◆ Records to use:
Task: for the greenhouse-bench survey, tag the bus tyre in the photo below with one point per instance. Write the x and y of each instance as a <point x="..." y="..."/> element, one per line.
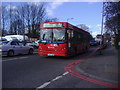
<point x="30" y="51"/>
<point x="10" y="53"/>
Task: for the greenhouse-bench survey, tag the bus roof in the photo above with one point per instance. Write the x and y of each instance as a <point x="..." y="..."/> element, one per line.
<point x="68" y="25"/>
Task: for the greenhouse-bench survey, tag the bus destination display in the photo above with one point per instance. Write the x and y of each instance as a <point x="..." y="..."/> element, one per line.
<point x="53" y="25"/>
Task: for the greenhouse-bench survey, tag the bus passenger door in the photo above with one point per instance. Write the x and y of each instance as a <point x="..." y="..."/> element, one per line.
<point x="70" y="41"/>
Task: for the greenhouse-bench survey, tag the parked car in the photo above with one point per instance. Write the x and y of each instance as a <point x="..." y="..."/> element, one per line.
<point x="93" y="43"/>
<point x="35" y="45"/>
<point x="11" y="48"/>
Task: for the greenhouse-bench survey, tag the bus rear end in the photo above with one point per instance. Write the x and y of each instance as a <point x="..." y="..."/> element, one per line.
<point x="53" y="39"/>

◆ Exercise details:
Rewrite every line of the listing above as a JSON list of strings, one string per line, skipping blank lines and leaving out the pictures.

◆ Task output:
[
  "Task: for the greenhouse-bench survey, tag the bus tyre in the photo below with one point per instance. Write the x and y of each instance as a <point x=\"...\" y=\"...\"/> element, one per line.",
  "<point x=\"30\" y=\"51\"/>",
  "<point x=\"10\" y=\"53\"/>",
  "Task: for the greenhouse-bench survey, tag the bus roof in the photo above with one point per instance. Write the x and y of each instance as a <point x=\"...\" y=\"...\"/> element, one per line.",
  "<point x=\"68\" y=\"25\"/>",
  "Task: for the greenhouse-bench survey, tag the bus destination display in the photo above with one point per instance. Write the x and y of each instance as a <point x=\"...\" y=\"...\"/> element, one per line.",
  "<point x=\"53\" y=\"25\"/>",
  "Task: for the greenhouse-bench survey, tag the bus passenger door in the photo above with one point per instance. Write the x and y of each instance as a <point x=\"...\" y=\"...\"/> element, one per line.",
  "<point x=\"70\" y=\"41\"/>",
  "Task: for the greenhouse-bench survey, tag the parked car in the photo above with one point per instance. Write the x and y of each instance as a <point x=\"...\" y=\"...\"/> element, one per line.",
  "<point x=\"93\" y=\"43\"/>",
  "<point x=\"35\" y=\"45\"/>",
  "<point x=\"11\" y=\"48\"/>",
  "Task: for the greenhouse-bench survey, tag the bus rear end in the photo above with one point per instance. Write the x and y of each instance as a <point x=\"...\" y=\"...\"/> element, one per line.",
  "<point x=\"53\" y=\"39\"/>"
]